━━ SELECTED TEXT ━━
Spatialytics ETL's Sextante module is a tool that enables advance geoprocessing by proving various algorithms to simplify, smooth, split and run many other complex processes on geometries. Therefore, this module allows users to transform any geometry at anytime in a transformation by configuring a few parameters and input target geometries.

Note: This module comes as an extra to Spatialytics ETL (contact Spatialytics for more info).


Sextante module is a Spatialytics ETL extension which is not initially included in Spatialytics ETL. Follow these few steps to install the module.

  1. Prerequisites: Having a running instance of Spatialytics ETL.
    1. This instance base directory will be named <SETL_HOME>
  2. Download and extract Sextante module.
    1. The decompressed archive contains the following folders :
      1. plugins : Core plugin files
      2. libext : Libraries required by the plugin
  3. Copy / paste these folders into <SETL_HOME>
  4. Launch Spatialytics ETL, Sextante module should now appear in « Transformation » (see figure below). You may now use the module as you would with any other Spatialytics ETL steps.


Using Sextante module is pretty much the same as using any other Spatialytics ETL step. The following instructions will guide you to properly configure the module:

  1. In Spoon GUI, drag and drop the module into the main transformation area.
  2. Double-clic on the module step, you should see the following window appear :

Step name

You may first specify a custom step name. This name will be the one to appear in the main GUI area.

Category & algorithms


Category is not really a parameter but more considered as a way to classify and distinguish algorithms. By selecting a different category, a new set of algorithm becomes available.
━━━
━━ SOURCE EXCERPT ━━
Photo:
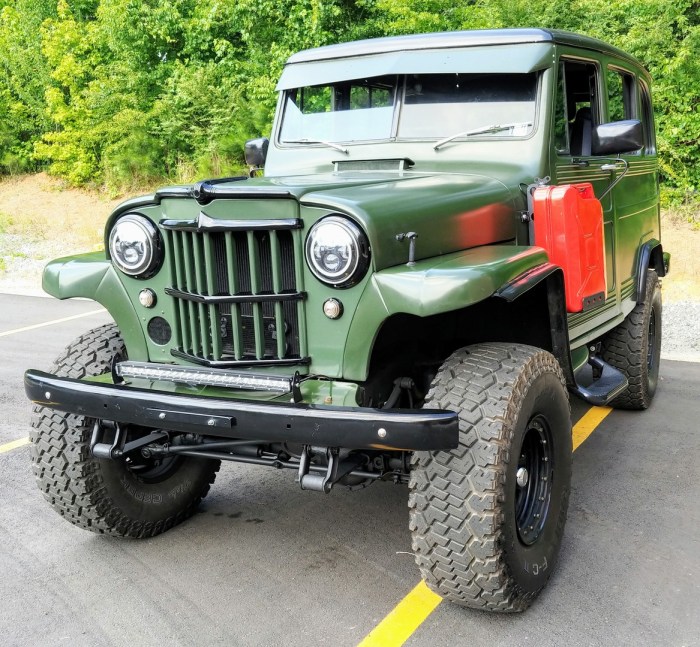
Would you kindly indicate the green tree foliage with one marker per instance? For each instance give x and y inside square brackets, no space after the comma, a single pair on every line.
[131,91]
━━━
# TASK
In the Sextante module text, what does the libext folder in the decompressed archive hold?

# RESULT OF THIS TASK
Libraries required by the plugin.